Set problem a
In the book introduction below, what earlier book is this one meant to accompany?

Given text
This book will outline Engels’ important contributions to political economy and will show that it would be difficult to put a sheet of paper between his economics and that of Marx. Moreover, even now, Engels’ critique of capitalism is still relevant and compelling. Indeed, this book should be seen as a companion to Marx 200, a book I wrote to coincide with Marx’s own 200th birthday anniversary in 2018. There are references to that book throughout this one. References to Engels’ works will be found in the bibliography. And the sources for all charts will also be found at the end of this book.
In the first chapter, I outline a brief biography of Engels, measuring his value to Marxian political economy. In chapter two, I look at Engels’ ground-breaking early critique of classical political economy, well before Marx. In chapter three, I consider the content of Engels’ major work of economic and social analysis of rising British capitalist production in the so-called industrial revolution and its impact on labour – in so doing proposing for the first time some laws of accumulation under capitalism that Marx took up and developed. In chapter four, I show how Engels was the first to consider the law of value as proposed by the classical bourgeois economists and to provide a Marxist critique. Chapter five will explain how after Marx’s death, Engels defended it against allcomers and expounded what Marx called ‘the most important law in political economy’, the law of the tendency of the rate of profit to fall. Chapter six looks at Engels’ contributions to the economic analysis of capitalism after Marx’s death, in particular on cycles of booms and slumps, imperialism and military spending and the transition to socialism. Chapter seven sums up his overall contribution to Marxian political economy 200 years since his birth.

Task data
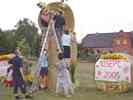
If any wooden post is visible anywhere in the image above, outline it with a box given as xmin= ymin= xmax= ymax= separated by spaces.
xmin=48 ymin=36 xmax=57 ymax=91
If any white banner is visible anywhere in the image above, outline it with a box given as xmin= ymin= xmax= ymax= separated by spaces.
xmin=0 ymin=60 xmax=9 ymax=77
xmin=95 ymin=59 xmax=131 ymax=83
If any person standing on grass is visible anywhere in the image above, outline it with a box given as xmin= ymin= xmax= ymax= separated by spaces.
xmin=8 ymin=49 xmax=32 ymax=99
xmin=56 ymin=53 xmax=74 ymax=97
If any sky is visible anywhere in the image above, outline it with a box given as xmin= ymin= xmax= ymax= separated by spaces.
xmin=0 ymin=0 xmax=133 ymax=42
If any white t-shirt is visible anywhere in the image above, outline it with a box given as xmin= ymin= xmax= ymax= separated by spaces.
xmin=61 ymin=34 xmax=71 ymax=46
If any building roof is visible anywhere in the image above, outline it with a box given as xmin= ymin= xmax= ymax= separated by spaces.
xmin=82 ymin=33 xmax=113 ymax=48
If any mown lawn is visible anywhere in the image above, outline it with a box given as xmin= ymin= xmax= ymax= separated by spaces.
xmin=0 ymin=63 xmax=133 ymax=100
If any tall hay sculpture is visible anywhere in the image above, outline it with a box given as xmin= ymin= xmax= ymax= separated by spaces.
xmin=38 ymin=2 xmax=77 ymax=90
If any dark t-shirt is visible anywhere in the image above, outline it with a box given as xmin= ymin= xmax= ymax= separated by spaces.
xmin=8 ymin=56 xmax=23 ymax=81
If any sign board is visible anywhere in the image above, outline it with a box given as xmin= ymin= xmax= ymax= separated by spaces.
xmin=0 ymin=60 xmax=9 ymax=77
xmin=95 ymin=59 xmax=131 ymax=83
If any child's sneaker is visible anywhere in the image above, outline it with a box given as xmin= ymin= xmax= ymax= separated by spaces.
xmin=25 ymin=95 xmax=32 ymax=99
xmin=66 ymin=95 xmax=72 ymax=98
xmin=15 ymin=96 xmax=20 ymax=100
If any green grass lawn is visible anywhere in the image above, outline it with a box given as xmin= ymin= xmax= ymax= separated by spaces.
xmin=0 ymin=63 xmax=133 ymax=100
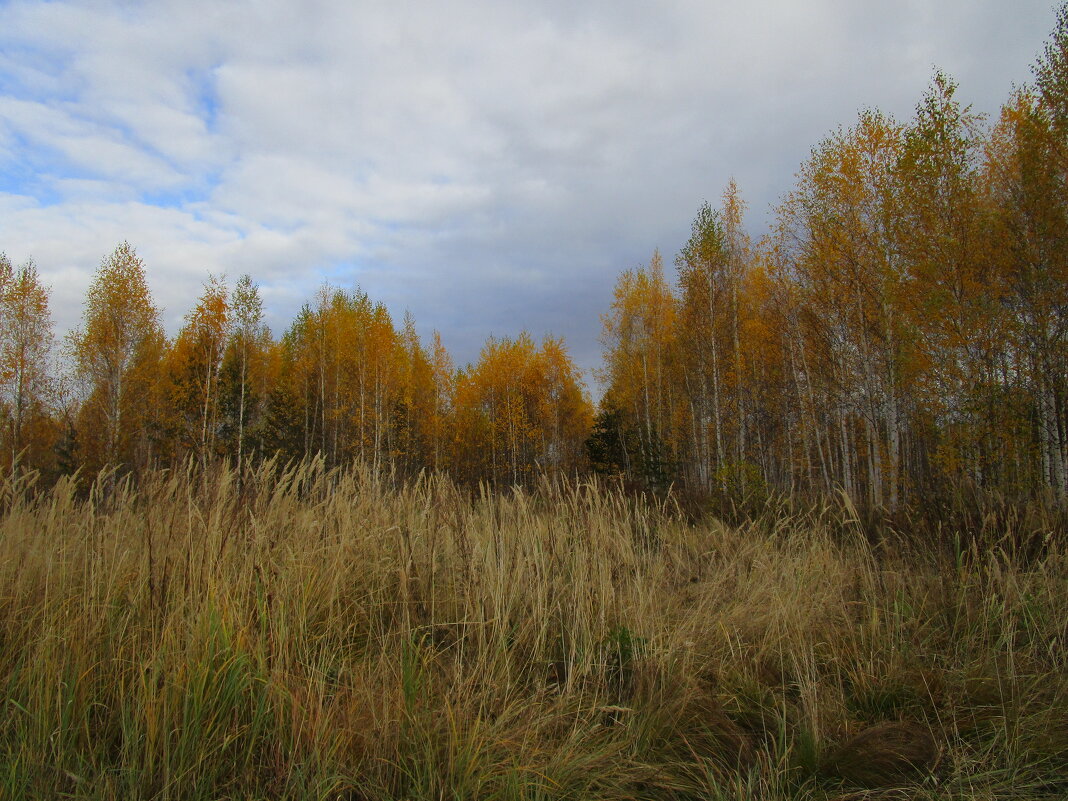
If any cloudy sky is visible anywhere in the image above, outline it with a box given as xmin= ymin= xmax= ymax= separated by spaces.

Set problem b
Please list every line of the records above that contains the word "lawn". Case counts.

Written solution a
It is meant as a companion to Marx 200.

Written solution b
If any mown lawn is visible anywhere in the image above, outline it with a box given as xmin= ymin= xmax= ymax= separated by spaces.
If any green grass lawn is visible anywhere in the image above, outline it with a box given as xmin= ymin= xmax= ymax= separated by spaces.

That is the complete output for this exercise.